◆ **Work to be completed**:
In the passage about an abusive relationship, what violent acts does the author say the partner committed during their first months together?

People asked questions. How hard he pushed me…had I said something to antagonize him…was I sure I wasn’t exaggerating?
And I spent way too much of my time and sanity trying to answer these questions. And I’m done now. But I do have a question of my own for anyone who still thinks things weren’t bad enough: how bad did I need to let it get? Seriously, how badly did he need to hurt me?
2. Because I saw it coming
I saw the violence build up the first months we were together: he’d punch walls, throw phones, push taxi drivers…all the while swearing he would NEVER touch me. Ever.
Then he did. And I left.
But then it seemed like he changed. And I told myself that I would be able to see it coming if it were to ever happen again. And I told myself that I would leave at the first sign of his old habits.
I was wrong.
3. Because he convinced me that if I couldn’t love him, I couldn’t love anyone
This one makes me angry.
Because, nothing brings out the weakness in a strong woman, like a weak man.
Because he made me believe that it was better to give up on myself, than it was to give up on the relationship.
Emails, phone calls, text messages, all saying a variation of the same thing: that I gave up on him. That no one could possibly love me more than him. That no one is perfect. And if I couldn’t appreciate how much he loved me, then I would never be able to appreciate anyone who would love me afterwards.
Because he redefined and blurred the lines between loving someone, and needing someone. And after a while, it all felt the same to me.

◆ **Information supplied**:
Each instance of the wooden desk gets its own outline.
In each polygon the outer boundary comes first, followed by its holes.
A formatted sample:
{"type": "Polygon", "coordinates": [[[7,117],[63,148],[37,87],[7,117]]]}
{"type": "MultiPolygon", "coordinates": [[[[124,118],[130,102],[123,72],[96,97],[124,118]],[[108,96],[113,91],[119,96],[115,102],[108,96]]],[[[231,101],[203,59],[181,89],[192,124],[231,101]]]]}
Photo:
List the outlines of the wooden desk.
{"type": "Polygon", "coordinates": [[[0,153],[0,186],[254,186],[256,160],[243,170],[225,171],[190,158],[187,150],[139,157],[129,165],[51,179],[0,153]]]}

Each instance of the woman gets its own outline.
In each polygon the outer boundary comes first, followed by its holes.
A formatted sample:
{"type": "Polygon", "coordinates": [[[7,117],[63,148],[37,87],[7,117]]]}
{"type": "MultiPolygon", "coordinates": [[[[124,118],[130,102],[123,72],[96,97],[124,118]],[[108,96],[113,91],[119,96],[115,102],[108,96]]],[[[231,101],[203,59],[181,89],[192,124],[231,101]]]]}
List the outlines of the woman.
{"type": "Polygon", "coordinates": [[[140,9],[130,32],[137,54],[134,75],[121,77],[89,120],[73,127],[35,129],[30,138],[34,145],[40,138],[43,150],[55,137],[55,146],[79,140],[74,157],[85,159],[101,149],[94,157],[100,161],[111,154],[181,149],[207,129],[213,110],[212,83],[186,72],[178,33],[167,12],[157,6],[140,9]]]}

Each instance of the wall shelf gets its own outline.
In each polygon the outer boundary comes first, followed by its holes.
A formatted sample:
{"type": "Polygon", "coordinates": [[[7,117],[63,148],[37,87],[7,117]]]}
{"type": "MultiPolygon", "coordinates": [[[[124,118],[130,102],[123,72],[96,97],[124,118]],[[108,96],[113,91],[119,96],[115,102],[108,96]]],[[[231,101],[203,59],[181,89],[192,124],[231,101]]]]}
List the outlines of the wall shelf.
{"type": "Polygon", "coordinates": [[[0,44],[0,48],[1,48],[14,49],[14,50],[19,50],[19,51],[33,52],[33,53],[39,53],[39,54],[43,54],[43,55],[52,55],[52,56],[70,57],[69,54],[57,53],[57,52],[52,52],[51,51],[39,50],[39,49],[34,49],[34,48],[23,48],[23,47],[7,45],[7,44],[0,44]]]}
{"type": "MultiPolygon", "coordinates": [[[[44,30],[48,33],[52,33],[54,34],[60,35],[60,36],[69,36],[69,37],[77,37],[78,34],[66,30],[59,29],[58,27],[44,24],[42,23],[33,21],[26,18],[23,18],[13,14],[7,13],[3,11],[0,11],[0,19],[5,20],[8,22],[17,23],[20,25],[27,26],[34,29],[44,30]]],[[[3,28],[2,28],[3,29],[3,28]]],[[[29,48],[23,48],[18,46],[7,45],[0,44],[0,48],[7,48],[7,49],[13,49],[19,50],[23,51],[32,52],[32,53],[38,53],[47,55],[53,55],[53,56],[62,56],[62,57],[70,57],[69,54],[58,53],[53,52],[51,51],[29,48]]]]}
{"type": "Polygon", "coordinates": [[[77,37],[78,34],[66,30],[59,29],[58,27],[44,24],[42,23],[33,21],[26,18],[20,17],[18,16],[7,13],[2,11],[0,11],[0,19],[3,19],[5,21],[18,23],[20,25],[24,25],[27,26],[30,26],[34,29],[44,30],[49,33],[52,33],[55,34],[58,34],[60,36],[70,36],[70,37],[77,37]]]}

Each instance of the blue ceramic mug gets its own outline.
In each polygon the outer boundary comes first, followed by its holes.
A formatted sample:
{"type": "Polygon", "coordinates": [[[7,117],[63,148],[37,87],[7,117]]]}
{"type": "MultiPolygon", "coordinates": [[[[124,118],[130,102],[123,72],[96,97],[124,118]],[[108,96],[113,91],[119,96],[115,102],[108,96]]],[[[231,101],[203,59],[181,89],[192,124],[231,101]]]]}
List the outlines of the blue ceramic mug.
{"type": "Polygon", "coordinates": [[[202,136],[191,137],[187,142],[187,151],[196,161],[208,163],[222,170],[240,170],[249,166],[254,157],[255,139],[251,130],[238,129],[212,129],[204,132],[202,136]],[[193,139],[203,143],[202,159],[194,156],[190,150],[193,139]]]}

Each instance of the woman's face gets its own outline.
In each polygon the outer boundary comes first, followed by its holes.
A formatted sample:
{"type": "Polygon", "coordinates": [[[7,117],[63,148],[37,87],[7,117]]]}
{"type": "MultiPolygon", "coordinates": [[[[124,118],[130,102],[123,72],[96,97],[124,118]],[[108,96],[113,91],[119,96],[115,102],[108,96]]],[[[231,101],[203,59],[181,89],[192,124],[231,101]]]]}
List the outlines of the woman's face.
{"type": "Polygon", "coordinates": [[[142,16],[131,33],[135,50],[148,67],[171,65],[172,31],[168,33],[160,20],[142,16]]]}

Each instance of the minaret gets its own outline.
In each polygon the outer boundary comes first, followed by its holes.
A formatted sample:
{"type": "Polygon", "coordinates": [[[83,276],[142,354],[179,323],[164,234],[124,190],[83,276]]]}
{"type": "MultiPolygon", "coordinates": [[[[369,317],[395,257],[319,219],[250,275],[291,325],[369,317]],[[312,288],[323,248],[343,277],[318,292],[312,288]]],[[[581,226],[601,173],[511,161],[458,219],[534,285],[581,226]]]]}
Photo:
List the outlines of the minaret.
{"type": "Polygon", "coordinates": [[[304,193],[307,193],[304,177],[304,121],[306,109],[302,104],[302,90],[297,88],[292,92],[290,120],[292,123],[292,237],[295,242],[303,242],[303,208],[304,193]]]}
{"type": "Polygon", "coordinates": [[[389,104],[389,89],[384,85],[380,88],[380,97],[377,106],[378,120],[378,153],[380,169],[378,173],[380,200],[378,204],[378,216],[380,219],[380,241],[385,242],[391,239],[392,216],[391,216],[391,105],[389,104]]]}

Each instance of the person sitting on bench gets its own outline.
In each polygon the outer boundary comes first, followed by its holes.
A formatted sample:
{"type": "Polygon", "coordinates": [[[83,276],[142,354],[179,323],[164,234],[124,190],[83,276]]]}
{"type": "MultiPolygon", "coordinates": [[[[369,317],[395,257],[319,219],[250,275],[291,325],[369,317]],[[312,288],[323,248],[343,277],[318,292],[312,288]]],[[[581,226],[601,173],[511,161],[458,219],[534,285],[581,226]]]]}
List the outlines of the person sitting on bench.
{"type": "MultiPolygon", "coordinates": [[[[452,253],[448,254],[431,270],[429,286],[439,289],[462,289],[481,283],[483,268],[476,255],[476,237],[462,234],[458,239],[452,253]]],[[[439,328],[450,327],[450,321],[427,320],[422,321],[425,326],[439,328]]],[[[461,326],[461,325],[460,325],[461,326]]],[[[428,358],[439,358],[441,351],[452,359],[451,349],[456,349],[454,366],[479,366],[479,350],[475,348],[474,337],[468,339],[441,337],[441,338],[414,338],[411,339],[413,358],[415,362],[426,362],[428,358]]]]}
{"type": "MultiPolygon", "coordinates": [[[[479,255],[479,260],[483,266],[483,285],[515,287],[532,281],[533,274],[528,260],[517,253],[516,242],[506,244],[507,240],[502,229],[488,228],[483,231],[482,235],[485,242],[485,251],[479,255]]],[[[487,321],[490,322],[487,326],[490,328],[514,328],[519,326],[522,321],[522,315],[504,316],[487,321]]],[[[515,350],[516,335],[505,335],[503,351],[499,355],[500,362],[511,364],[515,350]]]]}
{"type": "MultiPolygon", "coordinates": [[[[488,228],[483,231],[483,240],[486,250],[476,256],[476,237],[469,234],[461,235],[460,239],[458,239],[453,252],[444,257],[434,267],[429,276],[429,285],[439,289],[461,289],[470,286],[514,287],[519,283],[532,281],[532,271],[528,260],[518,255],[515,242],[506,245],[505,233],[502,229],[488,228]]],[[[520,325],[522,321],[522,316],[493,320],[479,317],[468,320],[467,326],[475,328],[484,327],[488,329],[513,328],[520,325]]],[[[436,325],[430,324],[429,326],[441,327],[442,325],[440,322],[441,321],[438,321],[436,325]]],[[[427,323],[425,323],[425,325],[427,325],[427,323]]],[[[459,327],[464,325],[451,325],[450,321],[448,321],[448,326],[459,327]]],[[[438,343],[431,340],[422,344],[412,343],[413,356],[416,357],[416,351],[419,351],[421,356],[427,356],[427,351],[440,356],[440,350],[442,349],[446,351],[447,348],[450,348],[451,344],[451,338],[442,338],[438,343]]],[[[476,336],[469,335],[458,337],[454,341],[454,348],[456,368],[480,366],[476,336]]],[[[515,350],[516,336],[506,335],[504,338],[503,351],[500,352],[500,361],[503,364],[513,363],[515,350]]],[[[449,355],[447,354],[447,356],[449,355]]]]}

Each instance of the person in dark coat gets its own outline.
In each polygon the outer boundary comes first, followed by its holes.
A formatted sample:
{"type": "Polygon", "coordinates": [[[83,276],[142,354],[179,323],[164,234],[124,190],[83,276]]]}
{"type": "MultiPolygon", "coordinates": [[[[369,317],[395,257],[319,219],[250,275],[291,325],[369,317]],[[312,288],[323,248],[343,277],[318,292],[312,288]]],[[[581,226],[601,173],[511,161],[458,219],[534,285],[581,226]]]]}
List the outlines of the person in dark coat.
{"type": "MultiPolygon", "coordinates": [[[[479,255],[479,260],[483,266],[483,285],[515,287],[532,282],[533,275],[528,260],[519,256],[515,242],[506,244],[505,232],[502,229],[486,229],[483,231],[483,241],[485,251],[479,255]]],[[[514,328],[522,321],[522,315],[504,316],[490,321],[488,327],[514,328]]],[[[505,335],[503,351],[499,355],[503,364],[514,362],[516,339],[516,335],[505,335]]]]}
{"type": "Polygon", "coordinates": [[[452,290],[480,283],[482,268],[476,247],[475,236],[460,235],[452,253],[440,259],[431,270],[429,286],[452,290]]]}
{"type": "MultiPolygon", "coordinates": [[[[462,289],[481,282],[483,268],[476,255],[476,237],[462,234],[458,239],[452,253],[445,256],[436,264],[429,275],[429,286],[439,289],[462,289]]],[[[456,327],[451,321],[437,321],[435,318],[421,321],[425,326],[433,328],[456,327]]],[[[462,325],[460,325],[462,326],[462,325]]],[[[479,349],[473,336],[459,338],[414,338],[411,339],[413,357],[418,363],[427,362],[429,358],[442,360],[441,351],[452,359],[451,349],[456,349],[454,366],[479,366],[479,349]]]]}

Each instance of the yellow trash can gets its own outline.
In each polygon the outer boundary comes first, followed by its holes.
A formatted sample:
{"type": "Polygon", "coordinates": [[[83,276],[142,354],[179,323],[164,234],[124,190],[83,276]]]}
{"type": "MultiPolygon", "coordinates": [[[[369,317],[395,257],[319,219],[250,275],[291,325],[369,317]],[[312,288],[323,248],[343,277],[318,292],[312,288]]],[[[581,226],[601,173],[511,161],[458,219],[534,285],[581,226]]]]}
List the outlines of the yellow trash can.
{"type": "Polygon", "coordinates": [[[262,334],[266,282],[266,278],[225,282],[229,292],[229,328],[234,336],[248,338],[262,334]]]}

◆ **Solved problem**:
He punched walls, threw phones, and pushed taxi drivers.